- _TEXTE ÉTUDIÉ_
┌──

Le Conseil d’Etat fait dans un premier temps un rappel des contrôles exercés par les autorités de tarification des ESSMS et notamment la passation de CPOM avec l’autorité de tutelle et les contrôles financiers.
Puis il souligne dans un second temps que ce contrôle a priori et a posteriori sur les ESSMS par les autorités de tarification n’est qu’un contrôle de régularité qui n’emporte pas un contrôle actif de leur gestion par les autorités publiques. Il en déduit que les ESSMS conserve donc leur autonomie de gestion et ne sont pas soumis à un contrôle des autorités publiques ayant une conséquence sur leurs décisions en matière d’attribution de marchés.
Il convient donc d’étudier cet avis sous le prisme des établissements intervenant dans le secteur sanitaire qui sont également soumis à un contrôle des autorités publiques par l’élaboration d’un CPOM et par la transmission de leurs comptes à l’ARS.
Ce raisonnement nous semble pouvoir être transposé dans la mesure où les CPOM et les contrôles financiers peuvent être considérés comme similaires entre les établissements sanitaires et les ESSMS. S’agissant des CPOM, les éléments de similitudes concernent notamment la durée, l’autorité de tutelle et les relations entre les acteurs.
Les modalités de contrôle des ARS
S’agissant des contrôles financiers, le Conseil d’Etat considère dans son avis que les transmissions des comptes à l’ARS ne sont pas un contrôle de gestion, et ne sont pas un contrôle actif. Or sur ce point également, nous pouvons considérer que les établissements sanitaires ESPIC sont soumis au même type de contrôle financier. Il importe de rappeler les modalités de contrôle de l’ARS sur certains éléments financiers des établissements sanitaires. Nous pouvons ainsi relever que les délibérations portant sur l’EPRD (état prévisionnel des recettes et des dépenses) et le PGFP (plan global de financement pluriannuel) ne sont exécutoires qu’après transmission à l’ARS, et en l’absence d’opposition du Directeur de l’ARS (Article L.6143-4 CSP).
Sous réserve d’une analyse précise des statuts de chaque structure, il apparait ainsi à la lecture des dispositions précitées que les activités et les orientations stratégiques des ESMSS et des ESPIC intervenant dans le domaine sanitaire sont principalement définies dans le CPOM imposé par les autorités de tutelle. Leur contenu est relativement semblable, et ils sont soumis au même contrôle financier par des autorités de tutelle.

└──

- _Éléments d'un jeu de données_
┌──

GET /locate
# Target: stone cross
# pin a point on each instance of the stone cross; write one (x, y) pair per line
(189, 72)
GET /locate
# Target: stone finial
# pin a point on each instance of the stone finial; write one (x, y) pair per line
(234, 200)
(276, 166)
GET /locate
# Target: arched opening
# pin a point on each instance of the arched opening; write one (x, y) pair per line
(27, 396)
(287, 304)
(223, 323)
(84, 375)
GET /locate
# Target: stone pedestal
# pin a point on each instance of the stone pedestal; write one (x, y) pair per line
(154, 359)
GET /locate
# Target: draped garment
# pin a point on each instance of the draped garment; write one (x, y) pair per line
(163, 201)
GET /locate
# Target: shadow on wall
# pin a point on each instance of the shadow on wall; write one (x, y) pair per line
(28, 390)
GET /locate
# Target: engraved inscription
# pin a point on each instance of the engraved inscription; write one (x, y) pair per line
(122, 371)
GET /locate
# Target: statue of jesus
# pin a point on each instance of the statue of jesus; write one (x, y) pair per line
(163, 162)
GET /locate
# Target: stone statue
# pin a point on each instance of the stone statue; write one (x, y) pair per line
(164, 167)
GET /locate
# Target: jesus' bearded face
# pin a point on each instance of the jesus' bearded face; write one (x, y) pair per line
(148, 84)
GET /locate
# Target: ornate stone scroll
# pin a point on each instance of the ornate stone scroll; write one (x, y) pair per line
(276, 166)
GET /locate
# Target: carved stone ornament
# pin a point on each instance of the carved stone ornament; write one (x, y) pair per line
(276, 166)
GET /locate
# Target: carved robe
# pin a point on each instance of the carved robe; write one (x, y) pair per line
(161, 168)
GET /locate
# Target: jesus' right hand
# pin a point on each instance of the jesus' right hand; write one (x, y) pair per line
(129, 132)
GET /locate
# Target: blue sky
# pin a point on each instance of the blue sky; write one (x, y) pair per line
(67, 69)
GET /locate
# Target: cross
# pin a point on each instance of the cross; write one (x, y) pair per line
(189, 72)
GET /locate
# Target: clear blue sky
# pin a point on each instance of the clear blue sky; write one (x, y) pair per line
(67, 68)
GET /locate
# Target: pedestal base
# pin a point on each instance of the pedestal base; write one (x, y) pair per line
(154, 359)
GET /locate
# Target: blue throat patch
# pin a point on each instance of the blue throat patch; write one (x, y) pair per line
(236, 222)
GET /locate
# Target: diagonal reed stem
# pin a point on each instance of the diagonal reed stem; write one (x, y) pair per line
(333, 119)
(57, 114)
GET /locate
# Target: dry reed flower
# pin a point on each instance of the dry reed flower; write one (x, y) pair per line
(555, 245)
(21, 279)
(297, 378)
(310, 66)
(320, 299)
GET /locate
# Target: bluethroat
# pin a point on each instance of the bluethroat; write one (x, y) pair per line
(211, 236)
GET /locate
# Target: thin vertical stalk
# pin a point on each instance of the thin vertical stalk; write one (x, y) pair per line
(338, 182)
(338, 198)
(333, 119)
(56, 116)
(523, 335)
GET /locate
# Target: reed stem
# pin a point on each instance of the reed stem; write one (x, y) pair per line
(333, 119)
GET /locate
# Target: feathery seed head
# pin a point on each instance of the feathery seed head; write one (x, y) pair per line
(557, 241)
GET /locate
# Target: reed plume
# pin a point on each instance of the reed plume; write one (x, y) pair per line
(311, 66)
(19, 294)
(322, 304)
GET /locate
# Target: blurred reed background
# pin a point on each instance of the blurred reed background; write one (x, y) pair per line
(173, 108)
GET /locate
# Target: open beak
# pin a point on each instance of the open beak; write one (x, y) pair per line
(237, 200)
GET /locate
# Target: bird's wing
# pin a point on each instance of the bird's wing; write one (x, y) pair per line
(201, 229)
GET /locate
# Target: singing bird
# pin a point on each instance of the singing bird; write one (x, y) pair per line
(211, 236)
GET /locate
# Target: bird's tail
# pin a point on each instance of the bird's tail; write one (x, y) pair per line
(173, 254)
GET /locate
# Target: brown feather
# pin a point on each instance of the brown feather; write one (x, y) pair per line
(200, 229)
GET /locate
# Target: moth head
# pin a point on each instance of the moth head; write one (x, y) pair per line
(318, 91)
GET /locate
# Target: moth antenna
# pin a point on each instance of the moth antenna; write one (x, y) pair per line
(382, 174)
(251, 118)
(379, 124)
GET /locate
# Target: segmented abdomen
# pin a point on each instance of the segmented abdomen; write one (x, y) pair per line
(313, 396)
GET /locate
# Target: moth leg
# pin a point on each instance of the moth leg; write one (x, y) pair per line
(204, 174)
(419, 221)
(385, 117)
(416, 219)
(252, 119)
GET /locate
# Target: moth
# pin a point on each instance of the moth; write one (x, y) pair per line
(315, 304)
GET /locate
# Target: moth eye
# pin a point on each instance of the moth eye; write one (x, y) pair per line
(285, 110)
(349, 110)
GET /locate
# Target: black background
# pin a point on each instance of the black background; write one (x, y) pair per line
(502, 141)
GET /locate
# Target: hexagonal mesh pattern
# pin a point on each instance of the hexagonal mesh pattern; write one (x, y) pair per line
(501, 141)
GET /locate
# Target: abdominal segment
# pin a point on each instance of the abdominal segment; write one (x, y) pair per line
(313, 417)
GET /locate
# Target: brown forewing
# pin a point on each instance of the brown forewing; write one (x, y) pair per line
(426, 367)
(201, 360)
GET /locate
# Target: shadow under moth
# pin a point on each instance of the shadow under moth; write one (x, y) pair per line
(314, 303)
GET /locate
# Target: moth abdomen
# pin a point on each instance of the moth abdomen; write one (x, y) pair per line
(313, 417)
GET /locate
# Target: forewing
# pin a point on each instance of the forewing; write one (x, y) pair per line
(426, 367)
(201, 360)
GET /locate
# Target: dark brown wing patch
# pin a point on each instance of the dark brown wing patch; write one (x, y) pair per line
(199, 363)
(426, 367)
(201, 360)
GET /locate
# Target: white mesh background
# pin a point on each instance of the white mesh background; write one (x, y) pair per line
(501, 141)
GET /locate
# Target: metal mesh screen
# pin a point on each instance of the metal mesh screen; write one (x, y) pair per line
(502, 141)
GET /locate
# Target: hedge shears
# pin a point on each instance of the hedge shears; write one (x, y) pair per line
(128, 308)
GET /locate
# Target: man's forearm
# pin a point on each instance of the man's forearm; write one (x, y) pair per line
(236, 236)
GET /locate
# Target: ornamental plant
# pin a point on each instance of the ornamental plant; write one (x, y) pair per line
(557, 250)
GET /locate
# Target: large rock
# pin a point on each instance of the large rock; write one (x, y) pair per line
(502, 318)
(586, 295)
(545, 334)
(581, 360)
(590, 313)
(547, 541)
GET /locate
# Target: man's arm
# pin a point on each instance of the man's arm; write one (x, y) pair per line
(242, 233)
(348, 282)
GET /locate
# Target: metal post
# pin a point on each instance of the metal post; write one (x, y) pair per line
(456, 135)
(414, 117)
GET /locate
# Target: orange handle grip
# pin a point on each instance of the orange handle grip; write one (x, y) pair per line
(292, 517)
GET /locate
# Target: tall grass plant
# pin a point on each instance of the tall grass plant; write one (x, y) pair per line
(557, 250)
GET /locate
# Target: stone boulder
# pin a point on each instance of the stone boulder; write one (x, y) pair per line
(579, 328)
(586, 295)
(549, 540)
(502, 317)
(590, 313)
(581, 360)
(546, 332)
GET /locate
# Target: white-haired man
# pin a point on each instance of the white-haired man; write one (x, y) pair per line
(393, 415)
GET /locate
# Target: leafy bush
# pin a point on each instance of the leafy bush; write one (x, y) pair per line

└──

- _ÉNONCÉ DU PROBLÈME_
Recopiez à l'identique le passage du texte étudié qui va de « Il convient donc » jusqu'à « entre les acteurs. ».

- _RÉPONSE ATTENDUE_
Il convient donc d’étudier cet avis sous le prisme des établissements intervenant dans le secteur sanitaire qui sont également soumis à un contrôle des autorités publiques par l’élaboration d’un CPOM et par la transmission de leurs comptes à l’ARS.
Ce raisonnement nous semble pouvoir être transposé dans la mesure où les CPOM et les contrôles financiers peuvent être considérés comme similaires entre les établissements sanitaires et les ESSMS. S’agissant des CPOM, les éléments de similitudes concernent notamment la durée, l’autorité de tutelle et les relations entre les acteurs.